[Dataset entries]
________
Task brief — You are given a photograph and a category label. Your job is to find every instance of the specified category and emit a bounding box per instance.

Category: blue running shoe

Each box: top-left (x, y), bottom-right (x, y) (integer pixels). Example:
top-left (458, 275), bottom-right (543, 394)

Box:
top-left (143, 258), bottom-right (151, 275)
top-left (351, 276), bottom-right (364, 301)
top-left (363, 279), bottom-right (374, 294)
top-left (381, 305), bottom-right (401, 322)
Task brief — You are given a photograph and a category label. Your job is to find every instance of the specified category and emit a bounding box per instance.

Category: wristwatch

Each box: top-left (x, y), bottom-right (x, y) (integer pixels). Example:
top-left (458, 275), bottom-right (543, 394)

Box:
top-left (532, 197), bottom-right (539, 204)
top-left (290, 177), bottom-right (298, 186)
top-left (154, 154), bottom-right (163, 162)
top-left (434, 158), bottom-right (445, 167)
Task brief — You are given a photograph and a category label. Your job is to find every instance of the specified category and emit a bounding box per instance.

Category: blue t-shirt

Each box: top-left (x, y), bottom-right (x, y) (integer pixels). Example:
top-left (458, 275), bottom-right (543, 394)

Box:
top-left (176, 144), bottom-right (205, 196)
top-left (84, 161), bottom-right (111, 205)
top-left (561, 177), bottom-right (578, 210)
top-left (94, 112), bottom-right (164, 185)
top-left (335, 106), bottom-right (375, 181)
________
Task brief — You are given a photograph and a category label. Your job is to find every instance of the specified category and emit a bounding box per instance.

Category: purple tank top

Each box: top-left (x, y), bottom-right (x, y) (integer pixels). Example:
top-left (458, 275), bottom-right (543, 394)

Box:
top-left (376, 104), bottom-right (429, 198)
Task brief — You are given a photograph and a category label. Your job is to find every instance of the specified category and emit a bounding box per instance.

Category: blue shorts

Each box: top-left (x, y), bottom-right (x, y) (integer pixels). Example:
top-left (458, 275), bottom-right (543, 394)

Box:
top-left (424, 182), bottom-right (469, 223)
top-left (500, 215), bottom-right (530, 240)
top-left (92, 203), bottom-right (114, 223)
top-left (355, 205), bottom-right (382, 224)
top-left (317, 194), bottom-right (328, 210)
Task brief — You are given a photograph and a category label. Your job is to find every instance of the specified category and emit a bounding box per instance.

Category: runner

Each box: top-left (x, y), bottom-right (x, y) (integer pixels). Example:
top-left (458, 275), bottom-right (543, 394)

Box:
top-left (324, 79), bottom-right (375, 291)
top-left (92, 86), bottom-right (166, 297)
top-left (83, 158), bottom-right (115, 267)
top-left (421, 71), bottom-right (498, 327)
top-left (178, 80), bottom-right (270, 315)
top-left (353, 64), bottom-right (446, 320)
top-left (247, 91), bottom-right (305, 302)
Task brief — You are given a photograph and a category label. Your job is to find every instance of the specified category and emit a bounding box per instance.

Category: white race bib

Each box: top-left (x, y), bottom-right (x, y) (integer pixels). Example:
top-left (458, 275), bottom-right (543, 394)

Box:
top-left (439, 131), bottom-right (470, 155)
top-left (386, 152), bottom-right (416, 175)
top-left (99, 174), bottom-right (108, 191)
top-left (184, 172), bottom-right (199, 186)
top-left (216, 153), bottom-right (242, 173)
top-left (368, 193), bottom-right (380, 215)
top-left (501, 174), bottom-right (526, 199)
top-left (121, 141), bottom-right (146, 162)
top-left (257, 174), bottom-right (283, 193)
________
- [Exercise description]:
Where the word "blue" appears in a line of the entries, copy that line.

- [Result]:
Category: blue running shoe
Category: blue t-shirt
Category: blue shorts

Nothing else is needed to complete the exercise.